------ GIVEN RECORDS

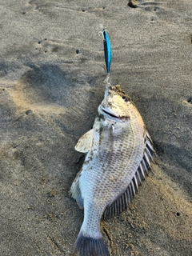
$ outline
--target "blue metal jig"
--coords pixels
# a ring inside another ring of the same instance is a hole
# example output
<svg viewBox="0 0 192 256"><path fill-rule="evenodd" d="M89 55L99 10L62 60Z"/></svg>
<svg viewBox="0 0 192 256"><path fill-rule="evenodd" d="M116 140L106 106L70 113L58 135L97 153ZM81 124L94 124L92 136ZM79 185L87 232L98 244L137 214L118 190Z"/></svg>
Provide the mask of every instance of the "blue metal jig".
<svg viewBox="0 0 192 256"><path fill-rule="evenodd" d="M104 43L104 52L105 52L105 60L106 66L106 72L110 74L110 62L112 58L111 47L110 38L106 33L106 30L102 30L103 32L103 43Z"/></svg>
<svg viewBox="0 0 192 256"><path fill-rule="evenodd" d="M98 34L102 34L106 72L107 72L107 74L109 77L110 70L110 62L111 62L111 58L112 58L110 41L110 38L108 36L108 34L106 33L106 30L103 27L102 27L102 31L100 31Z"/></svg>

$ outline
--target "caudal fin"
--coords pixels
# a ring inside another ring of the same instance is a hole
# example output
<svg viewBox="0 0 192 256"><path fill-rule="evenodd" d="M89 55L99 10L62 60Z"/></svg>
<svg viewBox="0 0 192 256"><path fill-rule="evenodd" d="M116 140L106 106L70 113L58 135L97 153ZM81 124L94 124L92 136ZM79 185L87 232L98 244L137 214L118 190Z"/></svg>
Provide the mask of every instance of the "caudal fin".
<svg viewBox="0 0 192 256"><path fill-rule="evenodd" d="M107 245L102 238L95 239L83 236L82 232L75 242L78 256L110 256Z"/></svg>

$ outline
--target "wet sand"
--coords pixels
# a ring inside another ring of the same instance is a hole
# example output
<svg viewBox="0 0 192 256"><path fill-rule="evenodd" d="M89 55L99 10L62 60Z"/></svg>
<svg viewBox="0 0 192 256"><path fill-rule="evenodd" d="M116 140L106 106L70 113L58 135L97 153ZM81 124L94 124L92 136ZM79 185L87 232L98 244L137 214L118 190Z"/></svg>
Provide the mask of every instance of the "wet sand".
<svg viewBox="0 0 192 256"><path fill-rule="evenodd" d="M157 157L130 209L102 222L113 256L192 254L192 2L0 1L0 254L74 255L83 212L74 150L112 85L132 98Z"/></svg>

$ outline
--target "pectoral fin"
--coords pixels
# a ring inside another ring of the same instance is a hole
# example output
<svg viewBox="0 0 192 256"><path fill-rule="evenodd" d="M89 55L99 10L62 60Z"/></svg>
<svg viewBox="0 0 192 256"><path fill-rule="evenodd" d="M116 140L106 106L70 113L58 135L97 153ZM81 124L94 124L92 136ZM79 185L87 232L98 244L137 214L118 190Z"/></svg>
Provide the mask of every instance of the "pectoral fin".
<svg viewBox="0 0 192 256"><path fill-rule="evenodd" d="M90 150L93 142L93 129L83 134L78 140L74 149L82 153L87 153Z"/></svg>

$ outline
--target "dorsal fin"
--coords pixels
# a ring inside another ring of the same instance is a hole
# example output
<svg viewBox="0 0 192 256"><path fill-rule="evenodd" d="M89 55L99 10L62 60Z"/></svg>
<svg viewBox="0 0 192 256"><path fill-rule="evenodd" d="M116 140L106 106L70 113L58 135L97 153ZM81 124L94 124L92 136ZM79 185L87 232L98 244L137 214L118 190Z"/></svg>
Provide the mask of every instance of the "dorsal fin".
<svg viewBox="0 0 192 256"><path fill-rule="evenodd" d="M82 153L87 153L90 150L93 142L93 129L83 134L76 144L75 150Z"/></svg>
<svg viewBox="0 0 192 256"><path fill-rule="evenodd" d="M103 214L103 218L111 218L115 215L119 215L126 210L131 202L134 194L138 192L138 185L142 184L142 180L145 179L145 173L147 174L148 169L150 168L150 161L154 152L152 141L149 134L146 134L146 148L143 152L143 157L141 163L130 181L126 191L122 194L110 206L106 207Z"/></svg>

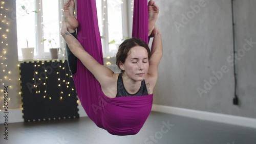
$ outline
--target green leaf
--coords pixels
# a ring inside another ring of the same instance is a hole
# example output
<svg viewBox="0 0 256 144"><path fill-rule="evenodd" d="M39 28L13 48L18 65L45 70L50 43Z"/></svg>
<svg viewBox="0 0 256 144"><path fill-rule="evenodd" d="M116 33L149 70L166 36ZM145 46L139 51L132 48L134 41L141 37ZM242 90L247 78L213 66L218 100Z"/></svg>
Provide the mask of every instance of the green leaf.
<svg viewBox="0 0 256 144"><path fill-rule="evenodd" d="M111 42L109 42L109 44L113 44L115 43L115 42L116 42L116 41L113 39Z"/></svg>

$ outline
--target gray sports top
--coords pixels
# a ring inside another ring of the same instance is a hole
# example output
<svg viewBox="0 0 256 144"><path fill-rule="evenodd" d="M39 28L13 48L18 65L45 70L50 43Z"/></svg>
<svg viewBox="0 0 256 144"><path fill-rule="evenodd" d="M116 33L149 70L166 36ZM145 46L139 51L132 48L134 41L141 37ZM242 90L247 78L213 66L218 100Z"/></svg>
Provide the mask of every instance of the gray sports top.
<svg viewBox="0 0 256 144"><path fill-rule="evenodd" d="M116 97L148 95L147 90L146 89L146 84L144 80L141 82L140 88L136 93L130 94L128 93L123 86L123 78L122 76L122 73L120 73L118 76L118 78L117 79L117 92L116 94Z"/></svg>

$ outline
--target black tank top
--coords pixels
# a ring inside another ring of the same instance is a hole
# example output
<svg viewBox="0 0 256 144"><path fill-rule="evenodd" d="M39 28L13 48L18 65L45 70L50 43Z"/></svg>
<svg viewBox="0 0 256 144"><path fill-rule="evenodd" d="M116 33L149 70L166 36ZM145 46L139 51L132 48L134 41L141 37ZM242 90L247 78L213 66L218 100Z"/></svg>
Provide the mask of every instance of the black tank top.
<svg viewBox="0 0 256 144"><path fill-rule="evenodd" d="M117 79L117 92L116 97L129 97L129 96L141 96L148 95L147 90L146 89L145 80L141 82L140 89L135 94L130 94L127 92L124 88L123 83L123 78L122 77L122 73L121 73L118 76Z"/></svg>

------------

EXERCISE INSTRUCTIONS
Please return the listing verbatim, from its beginning down to and including the line that contains "34L102 34L106 72L107", and leave out the pictures.

CORRECT OUTPUT
$ outline
--target "blue metal jig"
--coords pixels
# a ring inside another ring of the same instance is a hole
# example output
<svg viewBox="0 0 192 256"><path fill-rule="evenodd" d="M89 55L99 10L62 60Z"/></svg>
<svg viewBox="0 0 192 256"><path fill-rule="evenodd" d="M116 140L106 106L70 113L58 135L97 153ZM81 124L94 124L92 136ZM79 185L87 232L98 244L137 214L118 190Z"/></svg>
Provide the mask of every instance of the "blue metal jig".
<svg viewBox="0 0 192 256"><path fill-rule="evenodd" d="M104 43L104 52L105 52L105 60L106 66L106 72L110 74L110 62L112 58L111 47L110 38L106 33L106 30L102 30L103 32L103 43Z"/></svg>
<svg viewBox="0 0 192 256"><path fill-rule="evenodd" d="M98 34L102 34L106 72L107 72L107 74L109 77L110 70L110 62L111 62L111 58L112 58L110 41L110 38L108 36L108 34L106 33L106 30L103 27L102 27L102 31L100 31Z"/></svg>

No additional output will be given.